**Set exercise**
Transcribe verbatim every line of the data from the line that contains "Question. For every instance of the window with" up to and including the final line of the data.
** Start Data rows **
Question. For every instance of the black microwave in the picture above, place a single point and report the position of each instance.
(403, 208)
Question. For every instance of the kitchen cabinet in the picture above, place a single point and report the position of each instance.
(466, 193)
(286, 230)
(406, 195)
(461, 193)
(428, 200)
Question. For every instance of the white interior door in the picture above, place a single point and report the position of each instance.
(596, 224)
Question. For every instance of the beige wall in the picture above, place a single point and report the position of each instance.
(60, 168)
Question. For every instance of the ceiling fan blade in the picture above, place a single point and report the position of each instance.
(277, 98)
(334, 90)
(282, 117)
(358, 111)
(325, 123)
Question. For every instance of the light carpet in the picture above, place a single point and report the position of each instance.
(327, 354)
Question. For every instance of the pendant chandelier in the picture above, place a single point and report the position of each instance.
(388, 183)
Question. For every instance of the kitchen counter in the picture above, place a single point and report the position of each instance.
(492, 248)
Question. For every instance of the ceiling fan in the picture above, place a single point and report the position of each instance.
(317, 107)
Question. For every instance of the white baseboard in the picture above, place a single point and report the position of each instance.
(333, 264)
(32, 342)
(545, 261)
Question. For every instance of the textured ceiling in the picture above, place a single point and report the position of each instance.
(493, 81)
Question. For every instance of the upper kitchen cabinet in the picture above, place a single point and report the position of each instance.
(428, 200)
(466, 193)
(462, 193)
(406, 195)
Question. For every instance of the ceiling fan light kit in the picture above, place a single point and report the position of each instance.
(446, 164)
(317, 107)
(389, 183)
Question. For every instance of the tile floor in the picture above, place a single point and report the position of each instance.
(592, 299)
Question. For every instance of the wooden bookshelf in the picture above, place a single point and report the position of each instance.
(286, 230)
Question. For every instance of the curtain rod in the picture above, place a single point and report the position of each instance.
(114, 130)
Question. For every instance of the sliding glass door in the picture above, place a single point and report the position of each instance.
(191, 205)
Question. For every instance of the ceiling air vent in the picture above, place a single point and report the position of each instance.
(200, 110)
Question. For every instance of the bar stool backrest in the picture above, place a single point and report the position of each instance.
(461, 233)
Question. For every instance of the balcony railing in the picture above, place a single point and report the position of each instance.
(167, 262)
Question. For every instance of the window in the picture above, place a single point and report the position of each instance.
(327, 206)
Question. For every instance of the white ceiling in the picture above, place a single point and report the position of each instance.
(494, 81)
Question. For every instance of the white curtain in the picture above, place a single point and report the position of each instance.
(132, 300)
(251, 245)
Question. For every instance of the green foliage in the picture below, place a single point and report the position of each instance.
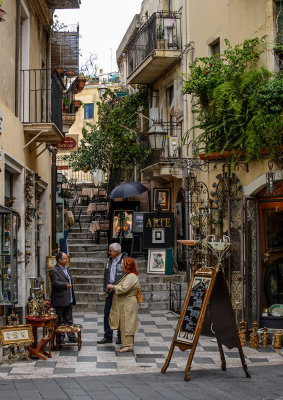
(113, 142)
(237, 104)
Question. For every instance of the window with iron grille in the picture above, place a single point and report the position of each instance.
(89, 111)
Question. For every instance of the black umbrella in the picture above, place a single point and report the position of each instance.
(127, 190)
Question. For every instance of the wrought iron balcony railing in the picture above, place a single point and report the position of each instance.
(161, 32)
(41, 97)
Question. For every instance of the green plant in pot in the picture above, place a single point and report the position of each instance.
(237, 103)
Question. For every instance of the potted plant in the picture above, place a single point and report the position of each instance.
(81, 82)
(2, 12)
(77, 104)
(161, 42)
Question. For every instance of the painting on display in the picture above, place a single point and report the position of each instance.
(162, 198)
(156, 261)
(179, 220)
(126, 224)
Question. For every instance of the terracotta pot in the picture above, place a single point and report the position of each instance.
(70, 74)
(229, 154)
(77, 104)
(2, 13)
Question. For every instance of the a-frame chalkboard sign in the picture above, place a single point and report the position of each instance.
(207, 288)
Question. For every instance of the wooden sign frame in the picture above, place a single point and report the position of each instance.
** End Data rows **
**Solution to this exercise**
Question. For every instance of the window with iron grille in the picture above, place a single point and report the position of each instance.
(89, 111)
Question. For every instance of the black umbrella in the picture above, place a single point and report the position of each instance.
(127, 190)
Question. For every instance of the wrought iron balcony railing in the picture above, place a single point and report the position of each instance.
(161, 32)
(41, 97)
Question. For every instance of the green plant in pot in the picture above, place a single point and report the position of each instance.
(237, 103)
Question. For every instance of the potted plant in the picture above, place a single point and report the position of each instance.
(81, 82)
(2, 12)
(77, 104)
(161, 42)
Question. For every instance of the painting on display in the picture above, place a single point and report the position of each instance.
(162, 198)
(156, 261)
(179, 220)
(126, 224)
Question. For every instance of the terracotta pot in the picture above, place a single point and report the position of each instance.
(70, 74)
(229, 154)
(77, 104)
(2, 13)
Question. For every instance of the a-frame chalkboard sign in the picture above, place a single point and report the position of each instance.
(207, 288)
Question. For every instance of the wooden sign frame in the picture above, place a single point and report the position of each instance.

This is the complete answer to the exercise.